PROBLEM DESCRIPTION. Copy the data word for word, starting at the line that contains "Query: paved ground" and ending at the last line of the data.

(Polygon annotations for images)
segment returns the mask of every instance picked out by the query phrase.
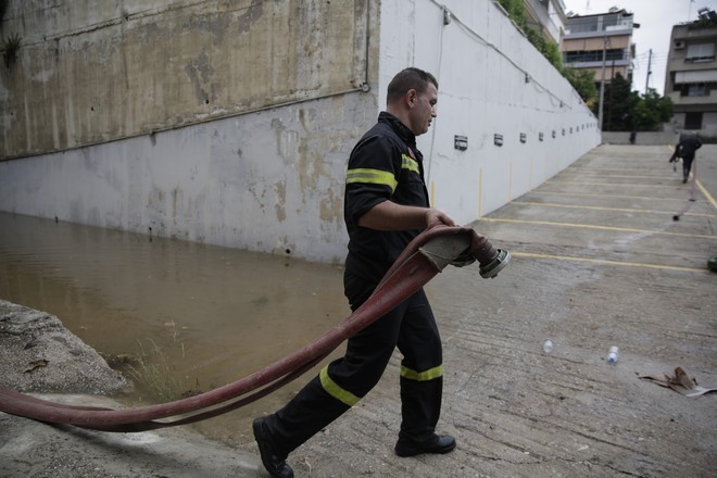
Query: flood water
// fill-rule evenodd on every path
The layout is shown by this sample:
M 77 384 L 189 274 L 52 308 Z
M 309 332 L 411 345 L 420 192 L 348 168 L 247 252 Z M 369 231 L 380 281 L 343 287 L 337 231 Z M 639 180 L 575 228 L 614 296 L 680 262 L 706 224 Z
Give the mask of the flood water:
M 0 298 L 58 316 L 106 355 L 162 363 L 187 390 L 235 381 L 350 314 L 340 267 L 237 249 L 0 213 Z M 341 353 L 342 347 L 332 354 Z M 315 370 L 198 425 L 228 441 Z M 156 401 L 138 393 L 125 399 Z

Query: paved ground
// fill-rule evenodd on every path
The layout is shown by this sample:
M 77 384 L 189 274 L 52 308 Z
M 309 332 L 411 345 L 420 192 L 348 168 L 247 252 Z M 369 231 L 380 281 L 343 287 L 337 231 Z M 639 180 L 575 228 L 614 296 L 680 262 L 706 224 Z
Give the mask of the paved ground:
M 394 356 L 365 400 L 290 456 L 297 475 L 714 476 L 717 393 L 688 398 L 639 378 L 680 366 L 717 387 L 717 274 L 706 268 L 717 254 L 717 147 L 700 150 L 694 190 L 669 154 L 593 150 L 476 224 L 514 255 L 501 276 L 450 268 L 429 284 L 446 373 L 439 426 L 457 438 L 453 453 L 393 454 Z M 0 475 L 266 476 L 250 438 L 96 433 L 3 414 Z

FINAL RESULT.
Query: paved ground
// fill-rule evenodd on every path
The layout is shown by this sample:
M 77 384 L 189 274 L 52 308 Z
M 309 332 L 411 345 L 420 192 L 348 168 L 247 252 Z M 369 231 L 380 281 L 343 287 L 337 231 Z M 639 180 L 575 228 L 614 296 L 680 262 L 706 224 Z
Give the mask of the paved ground:
M 394 356 L 365 400 L 290 456 L 297 475 L 714 476 L 717 393 L 688 398 L 639 378 L 680 366 L 717 387 L 717 274 L 706 268 L 717 254 L 717 147 L 700 150 L 694 190 L 669 154 L 593 150 L 476 224 L 514 255 L 501 276 L 450 268 L 429 284 L 446 373 L 439 426 L 457 438 L 453 453 L 393 454 Z M 0 475 L 266 476 L 250 438 L 96 433 L 3 414 Z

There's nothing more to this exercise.